Recopiez à l'identique toutes les lignes, depuis celle qui contient « Each instance receives one keypoint. Mark the traffic » jusqu'à la toute dernière, ces deux bornes comprises.

[Lignes enregistrées du jeu de données]
::::::::

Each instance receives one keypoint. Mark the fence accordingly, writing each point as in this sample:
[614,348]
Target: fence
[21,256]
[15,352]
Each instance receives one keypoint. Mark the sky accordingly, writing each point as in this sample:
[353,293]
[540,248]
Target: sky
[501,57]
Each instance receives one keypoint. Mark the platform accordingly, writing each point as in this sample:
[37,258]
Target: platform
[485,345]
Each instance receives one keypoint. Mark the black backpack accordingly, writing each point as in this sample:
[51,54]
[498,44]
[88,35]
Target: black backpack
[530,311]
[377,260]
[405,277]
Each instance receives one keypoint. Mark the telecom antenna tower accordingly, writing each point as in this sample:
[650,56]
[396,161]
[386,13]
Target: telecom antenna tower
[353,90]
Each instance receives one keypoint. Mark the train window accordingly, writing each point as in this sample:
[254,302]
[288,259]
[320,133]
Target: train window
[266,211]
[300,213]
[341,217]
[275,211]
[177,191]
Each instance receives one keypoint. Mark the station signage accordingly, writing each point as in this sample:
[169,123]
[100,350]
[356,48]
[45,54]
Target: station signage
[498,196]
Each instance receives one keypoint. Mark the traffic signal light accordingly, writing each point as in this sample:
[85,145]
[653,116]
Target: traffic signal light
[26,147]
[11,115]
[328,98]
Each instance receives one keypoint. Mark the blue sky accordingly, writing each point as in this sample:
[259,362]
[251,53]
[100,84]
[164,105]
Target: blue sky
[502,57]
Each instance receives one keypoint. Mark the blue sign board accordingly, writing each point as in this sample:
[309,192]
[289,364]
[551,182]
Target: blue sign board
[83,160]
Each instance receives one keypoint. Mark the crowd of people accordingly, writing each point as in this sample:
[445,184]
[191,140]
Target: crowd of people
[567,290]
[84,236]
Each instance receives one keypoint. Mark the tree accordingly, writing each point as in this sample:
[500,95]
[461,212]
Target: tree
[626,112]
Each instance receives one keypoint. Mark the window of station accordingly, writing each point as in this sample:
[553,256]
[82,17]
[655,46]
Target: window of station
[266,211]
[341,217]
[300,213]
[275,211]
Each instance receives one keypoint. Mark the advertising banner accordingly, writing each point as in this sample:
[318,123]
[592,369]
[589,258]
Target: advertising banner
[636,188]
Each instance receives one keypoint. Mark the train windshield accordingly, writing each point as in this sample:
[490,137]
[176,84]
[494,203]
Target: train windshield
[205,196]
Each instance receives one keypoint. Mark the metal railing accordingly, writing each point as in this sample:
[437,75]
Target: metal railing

::::::::

• Réponse intégrale
Each instance receives one keypoint. Mark the traffic signal light accordingly, writing each point as in this sample:
[85,145]
[653,116]
Target: traffic signal light
[26,147]
[11,115]
[328,98]
Each instance receives one keypoint. Mark the blue sky accordingly, writing each point as in this sample:
[259,362]
[251,53]
[100,84]
[164,105]
Target: blue sky
[502,57]
Each instance receives one keypoint. Mark the blue sign board accordingly, writing each point as in this sample:
[309,192]
[289,364]
[551,182]
Target: blue sign board
[83,160]
Each instance receives one keypoint. Mark the crowd of people accordingly, writing each point as in this sample:
[445,184]
[191,140]
Target: crowd of people
[567,290]
[84,236]
Each instance receives one keypoint. Mark the tree accordingly, writing each point as in this sample:
[500,95]
[461,212]
Target: tree
[626,112]
Each instance receives one keypoint. Mark the window of station accordingly, writing each point as in this sample:
[553,256]
[82,17]
[655,46]
Target: window of station
[266,211]
[341,217]
[300,213]
[275,211]
Each instance receives one keypoint. Mark the advertising banner accordingly, writing each point as in this sample:
[318,123]
[592,369]
[589,258]
Target: advertising banner
[636,188]
Each instance receives one keypoint. Mark the train windshield accordingly, writing each point as in this sample:
[490,137]
[176,84]
[494,203]
Target: train windshield
[205,196]
Each instance receives one keypoint. Mark the metal railing accordingly, writing each point as in this sample:
[437,75]
Target: metal railing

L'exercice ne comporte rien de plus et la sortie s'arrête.